### Document section
BEGIN

15 December 2015

You may think alfalfa sprouts and tomatoes are great for you. Not so, according to a recent CNN story. Sprouts are a surprisingly frequent cause of food-borne illnesses. And for tomatoes, the health benefits you receive can depend on packaging.

Dr. Sanjay Gupta recently discussed not-so-obvious food risks with David Jack, a Men’s Health magazine contributing editor. And as they point out, many healthy foods that taste good may also contain harmful components.



Consider strawberries. Low in calories, rich in fiber and packed with more vitamin C per serving than an orange, they consistently appear on healthy food lists worldwide. But strawberries sprayed with pesticides can put you in danger, and the common strawberry has 13 of these chemicals.

END

### Prompt
Continue the piece about hidden risks in healthy foods from where it stops.

### Entries shown

BEGIN

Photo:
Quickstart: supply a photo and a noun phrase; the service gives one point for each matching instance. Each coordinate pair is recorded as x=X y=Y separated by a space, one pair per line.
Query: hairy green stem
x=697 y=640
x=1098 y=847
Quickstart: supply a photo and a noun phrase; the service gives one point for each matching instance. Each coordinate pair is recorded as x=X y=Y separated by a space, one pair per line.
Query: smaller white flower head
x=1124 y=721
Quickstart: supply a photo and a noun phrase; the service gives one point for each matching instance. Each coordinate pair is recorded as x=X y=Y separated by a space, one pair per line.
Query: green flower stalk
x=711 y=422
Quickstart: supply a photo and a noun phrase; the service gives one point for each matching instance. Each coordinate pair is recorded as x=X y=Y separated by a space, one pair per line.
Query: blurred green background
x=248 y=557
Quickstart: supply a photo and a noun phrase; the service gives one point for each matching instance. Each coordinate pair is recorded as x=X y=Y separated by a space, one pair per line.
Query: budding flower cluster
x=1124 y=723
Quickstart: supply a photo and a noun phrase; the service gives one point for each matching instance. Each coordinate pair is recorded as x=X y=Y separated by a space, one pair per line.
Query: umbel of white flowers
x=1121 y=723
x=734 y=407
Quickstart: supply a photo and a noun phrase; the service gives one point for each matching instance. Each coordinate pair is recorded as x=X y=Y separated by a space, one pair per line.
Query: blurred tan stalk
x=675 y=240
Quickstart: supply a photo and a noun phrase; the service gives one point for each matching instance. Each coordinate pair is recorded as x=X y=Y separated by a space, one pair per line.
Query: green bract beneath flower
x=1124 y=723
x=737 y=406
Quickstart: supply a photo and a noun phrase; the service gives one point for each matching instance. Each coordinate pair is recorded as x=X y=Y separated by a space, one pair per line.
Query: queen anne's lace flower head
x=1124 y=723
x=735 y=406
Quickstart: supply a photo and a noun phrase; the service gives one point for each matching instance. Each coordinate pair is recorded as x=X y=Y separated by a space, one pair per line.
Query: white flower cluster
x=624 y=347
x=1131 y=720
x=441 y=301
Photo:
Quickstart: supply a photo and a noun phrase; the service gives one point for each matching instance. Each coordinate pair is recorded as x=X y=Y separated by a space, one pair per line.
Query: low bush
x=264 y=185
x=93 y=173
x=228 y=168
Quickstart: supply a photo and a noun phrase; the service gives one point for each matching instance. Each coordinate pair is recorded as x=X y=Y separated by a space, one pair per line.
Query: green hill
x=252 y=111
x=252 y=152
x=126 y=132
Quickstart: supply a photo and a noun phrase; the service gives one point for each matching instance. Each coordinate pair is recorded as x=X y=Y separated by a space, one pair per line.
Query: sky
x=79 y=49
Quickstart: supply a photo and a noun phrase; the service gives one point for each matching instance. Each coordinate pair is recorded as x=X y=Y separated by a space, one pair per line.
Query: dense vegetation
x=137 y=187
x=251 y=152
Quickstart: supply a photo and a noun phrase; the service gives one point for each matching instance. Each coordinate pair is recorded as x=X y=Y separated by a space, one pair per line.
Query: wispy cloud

END

### Result of the exercise
Tomatoes provide another important example. Studies show the lycopene in these super fruits benefits your eyes, skin, brain, heart and more. It can lower your chance of contracting various diseases and even promote healthier sleep. But canned tomatoes can be harmful, noted Jack, who encourages consumers switch to cartons or glass containers to benefit from this powerful antioxidant.

Many Millennials already see foods in cartons as more tasty, natural, fresh and healthy. But given the research, cartons may be the best way to combine taste, health and convenience all in one functional package.